━━━ Passage provided
More rigged and stacked boaters, usually two boats, depending on distance. I will say the trailer carries the boats 2 feet off the deck of the trailer(+/-42 in off the ground). From casual observation they get very few rocks or other debris thrown at them.

We take out the coolers and dry boxes and such. But will transport soft items in them. 

Thousands of miles in the last couple of years. Oregon to SE Utah last fall.

Any floor without a PRV gets deflated.

If you get good, you can set the straps a little loose when boats are soft. When its time to let pressure out, you can see the straps are tight in your mirrors.


----------



## captishmael (Feb 8, 2008)

_If you get good, you can set the straps a little loose when boats are soft. When its time to let pressure out, you can see the straps are tight in your mirrors_

Oooohhhhh...........
I like that!


----------



## Osprey (May 26, 2006)

If you wanted to get real fancy you could incorporate an extension spring into your strapping so it could expand and contract.


----------



## montana_field (Mar 28, 2011)

I agree with your friend. Most damage to our boats happened while inflated transport. When rolled up make sure to avoid abrasion. 


Sent from my iPhone using Mountain Buzz


----------



## swiftwater15 (Feb 23, 2009)

So have folks experienced any damage from trailering other than from overinflation?


----------



## elkhaven (Sep 11, 2013)

As I stated in my overly verbose post above, I had a wear problem when the tubes rested on my roller. This probably occurred over the last 3 or 4 years. I'll reiterate that all the leading edges of my trailer are "gravel blasted" i.e. not an ounce of paint. Some trips we take (gravel road return from the Smith River in particular) if it's recently rained there will be inches of mud, sand and gravel on the trailer and coating the front of the boat. I would not agree that things don't hit the boat, but these boats are designed to be abrasian resistant. The only other thing I have seen is one buddy that got his knifed in his driveway once. Lives on the walking route from bars to college dorms... My experience includes a dozen friends that always trailer boats, hundreds of thousands of trailering miles over the last two decades. Not one issue that didn't involve over inflation or over ingestion of alcahol followed by some sort of "short cut"...


----------



## captishmael (Feb 8, 2008)

Over the past 20 years of trailering rafts, I have had 3 "incidents". All were preceeded by the phrase "Here, hold my Beer. Y'all ain't gonna believe ths shit!"


----------



## firejenson (Mar 15, 2012)

I grew up with the idea that the boat could not be inflated with gear going down the road due to abrasion. But after watching so many folks that I raft with do just that, I thought I would try it. I had two seasons of complete paranoia for no reason. The boat sustained no damage. I have trailered it practically fully rigged and ready to put on the water with no damage. (I religiously check inflation and straps). You will find that this operation is very nice when it comes to pulling off the river. I rigged a setup that pulls from three D-rings from the trailer winch. I get the trailer as deep as possible and crank the boat up as if it were a drift boat. Once on dry land I get it road worthy and I am long gone when the "roll-up" guys are still fussing.
━━━━━━
Stated exercise: Repeat everything in the thread on trailering rafts from "Any floor without" down to "Oooohhhhh...........".
━━━ Data shown
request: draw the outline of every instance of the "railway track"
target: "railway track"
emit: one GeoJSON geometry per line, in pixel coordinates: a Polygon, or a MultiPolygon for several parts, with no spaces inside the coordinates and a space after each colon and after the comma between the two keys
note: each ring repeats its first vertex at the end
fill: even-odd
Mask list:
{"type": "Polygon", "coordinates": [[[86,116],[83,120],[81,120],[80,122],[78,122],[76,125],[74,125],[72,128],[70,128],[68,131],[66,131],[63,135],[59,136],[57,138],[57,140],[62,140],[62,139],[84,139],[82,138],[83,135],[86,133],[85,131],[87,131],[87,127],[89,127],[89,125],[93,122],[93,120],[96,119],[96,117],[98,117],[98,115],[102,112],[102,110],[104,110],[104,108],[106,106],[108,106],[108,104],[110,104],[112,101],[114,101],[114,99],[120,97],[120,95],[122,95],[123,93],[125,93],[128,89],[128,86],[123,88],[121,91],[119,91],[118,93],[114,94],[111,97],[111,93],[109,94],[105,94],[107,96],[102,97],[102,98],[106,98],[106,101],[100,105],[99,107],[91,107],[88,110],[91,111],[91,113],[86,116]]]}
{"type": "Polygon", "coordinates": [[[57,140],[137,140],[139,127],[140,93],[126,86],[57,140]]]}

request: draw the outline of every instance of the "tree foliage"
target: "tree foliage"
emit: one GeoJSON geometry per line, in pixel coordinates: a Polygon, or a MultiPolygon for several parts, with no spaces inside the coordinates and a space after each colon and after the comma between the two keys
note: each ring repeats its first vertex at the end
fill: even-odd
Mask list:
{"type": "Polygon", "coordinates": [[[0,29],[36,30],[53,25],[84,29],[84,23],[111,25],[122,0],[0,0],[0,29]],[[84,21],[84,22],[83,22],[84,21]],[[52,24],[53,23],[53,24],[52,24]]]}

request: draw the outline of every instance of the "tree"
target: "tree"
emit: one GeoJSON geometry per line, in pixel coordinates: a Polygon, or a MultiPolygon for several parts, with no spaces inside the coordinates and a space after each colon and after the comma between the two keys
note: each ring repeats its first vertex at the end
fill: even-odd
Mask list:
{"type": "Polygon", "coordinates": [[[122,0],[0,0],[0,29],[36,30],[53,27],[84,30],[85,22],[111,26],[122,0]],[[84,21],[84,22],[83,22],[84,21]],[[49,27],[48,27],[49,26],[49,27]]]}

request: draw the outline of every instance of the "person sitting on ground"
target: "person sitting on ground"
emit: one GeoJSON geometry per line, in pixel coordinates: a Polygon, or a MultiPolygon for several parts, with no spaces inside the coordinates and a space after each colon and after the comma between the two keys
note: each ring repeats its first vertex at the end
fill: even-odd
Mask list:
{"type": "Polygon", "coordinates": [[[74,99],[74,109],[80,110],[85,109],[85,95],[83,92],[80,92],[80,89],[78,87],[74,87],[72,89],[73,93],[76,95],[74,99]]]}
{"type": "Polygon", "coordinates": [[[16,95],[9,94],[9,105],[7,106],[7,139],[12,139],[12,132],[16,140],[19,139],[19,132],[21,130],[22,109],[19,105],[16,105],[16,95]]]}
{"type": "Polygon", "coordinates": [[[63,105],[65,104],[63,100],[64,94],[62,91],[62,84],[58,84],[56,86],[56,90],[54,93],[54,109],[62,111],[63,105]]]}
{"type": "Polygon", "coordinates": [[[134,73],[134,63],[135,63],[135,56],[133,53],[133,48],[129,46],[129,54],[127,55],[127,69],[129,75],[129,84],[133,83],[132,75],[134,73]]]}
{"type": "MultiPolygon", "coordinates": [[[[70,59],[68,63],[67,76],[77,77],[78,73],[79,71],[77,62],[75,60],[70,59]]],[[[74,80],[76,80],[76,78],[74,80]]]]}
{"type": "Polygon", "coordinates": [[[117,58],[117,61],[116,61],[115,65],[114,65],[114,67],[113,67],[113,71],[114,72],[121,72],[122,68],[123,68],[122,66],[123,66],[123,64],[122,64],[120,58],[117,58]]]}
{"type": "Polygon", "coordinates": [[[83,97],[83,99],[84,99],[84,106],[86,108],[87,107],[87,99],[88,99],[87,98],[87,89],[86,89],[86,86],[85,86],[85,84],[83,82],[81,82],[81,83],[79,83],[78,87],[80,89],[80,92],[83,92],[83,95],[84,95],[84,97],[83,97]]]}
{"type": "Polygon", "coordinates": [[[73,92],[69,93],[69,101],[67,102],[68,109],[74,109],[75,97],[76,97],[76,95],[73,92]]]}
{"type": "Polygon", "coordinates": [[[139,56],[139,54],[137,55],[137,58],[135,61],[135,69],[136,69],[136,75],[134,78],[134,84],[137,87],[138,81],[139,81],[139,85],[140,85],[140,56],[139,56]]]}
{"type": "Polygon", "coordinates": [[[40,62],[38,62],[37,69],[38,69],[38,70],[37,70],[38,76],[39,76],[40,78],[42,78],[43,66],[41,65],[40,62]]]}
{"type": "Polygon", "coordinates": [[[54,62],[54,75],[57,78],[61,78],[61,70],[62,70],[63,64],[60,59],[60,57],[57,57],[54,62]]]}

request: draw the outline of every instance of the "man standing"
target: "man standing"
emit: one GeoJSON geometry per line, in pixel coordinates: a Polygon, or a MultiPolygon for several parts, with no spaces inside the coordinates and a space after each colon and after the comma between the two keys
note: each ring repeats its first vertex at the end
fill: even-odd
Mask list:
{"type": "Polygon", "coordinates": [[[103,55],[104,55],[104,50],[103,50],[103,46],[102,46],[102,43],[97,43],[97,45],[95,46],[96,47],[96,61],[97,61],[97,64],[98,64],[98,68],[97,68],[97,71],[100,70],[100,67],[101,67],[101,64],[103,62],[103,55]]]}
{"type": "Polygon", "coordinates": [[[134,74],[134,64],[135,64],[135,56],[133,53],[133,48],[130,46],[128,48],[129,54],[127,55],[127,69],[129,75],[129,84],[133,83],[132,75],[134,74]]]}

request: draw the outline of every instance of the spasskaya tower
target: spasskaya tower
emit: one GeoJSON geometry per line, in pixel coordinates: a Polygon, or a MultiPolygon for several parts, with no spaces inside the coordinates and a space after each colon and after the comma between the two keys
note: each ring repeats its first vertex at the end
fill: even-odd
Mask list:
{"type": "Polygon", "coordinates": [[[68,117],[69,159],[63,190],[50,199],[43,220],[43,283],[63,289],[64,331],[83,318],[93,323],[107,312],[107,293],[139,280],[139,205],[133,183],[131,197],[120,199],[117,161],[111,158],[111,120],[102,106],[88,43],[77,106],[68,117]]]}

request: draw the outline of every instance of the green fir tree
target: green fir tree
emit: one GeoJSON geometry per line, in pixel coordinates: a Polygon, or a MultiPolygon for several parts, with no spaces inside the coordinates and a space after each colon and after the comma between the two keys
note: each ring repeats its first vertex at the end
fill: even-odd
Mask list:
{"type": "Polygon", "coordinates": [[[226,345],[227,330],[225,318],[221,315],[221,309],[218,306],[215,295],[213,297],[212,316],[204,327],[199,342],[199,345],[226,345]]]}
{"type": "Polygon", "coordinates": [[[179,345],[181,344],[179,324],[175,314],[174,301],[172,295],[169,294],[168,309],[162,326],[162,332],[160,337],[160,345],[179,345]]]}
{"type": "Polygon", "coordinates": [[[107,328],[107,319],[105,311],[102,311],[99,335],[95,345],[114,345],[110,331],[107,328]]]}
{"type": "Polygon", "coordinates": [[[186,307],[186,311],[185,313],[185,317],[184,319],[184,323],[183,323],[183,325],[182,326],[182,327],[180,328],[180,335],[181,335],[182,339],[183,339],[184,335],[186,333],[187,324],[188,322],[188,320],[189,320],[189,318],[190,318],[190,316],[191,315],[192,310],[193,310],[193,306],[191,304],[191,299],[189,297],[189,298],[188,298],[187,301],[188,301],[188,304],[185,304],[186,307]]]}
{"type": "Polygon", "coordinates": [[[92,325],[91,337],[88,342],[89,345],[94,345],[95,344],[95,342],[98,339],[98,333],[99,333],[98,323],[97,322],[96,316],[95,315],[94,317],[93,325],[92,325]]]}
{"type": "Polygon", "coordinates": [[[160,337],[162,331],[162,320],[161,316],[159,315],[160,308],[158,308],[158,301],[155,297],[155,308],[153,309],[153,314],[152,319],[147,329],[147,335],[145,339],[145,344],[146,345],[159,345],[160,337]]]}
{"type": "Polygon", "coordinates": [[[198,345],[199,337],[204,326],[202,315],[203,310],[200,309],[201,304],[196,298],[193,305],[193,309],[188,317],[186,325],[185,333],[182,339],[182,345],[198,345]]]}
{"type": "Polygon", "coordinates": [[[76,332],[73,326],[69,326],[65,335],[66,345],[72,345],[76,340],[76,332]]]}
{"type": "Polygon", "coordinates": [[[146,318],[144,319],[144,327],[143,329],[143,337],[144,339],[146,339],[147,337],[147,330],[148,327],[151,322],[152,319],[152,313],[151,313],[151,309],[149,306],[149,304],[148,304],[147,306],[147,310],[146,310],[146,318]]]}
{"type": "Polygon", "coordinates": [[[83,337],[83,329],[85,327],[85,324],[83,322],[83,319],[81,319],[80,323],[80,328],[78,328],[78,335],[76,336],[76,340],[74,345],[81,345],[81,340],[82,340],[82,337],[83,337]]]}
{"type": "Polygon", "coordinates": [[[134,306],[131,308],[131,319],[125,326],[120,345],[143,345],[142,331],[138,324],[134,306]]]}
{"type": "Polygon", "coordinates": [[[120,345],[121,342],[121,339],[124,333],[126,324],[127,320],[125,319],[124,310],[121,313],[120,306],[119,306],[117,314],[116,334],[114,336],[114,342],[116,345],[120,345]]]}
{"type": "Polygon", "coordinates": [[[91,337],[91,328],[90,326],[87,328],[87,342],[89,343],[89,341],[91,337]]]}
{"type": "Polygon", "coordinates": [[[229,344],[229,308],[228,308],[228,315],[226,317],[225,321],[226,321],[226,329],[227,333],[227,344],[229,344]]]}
━━━━━━
Exercise answer:
Any floor without a PRV gets deflated.

If you get good, you can set the straps a little loose when boats are soft. When its time to let pressure out, you can see the straps are tight in your mirrors.


----------



## captishmael (Feb 8, 2008)

_If you get good, you can set the straps a little loose when boats are soft. When its time to let pressure out, you can see the straps are tight in your mirrors_

Oooohhhhh...........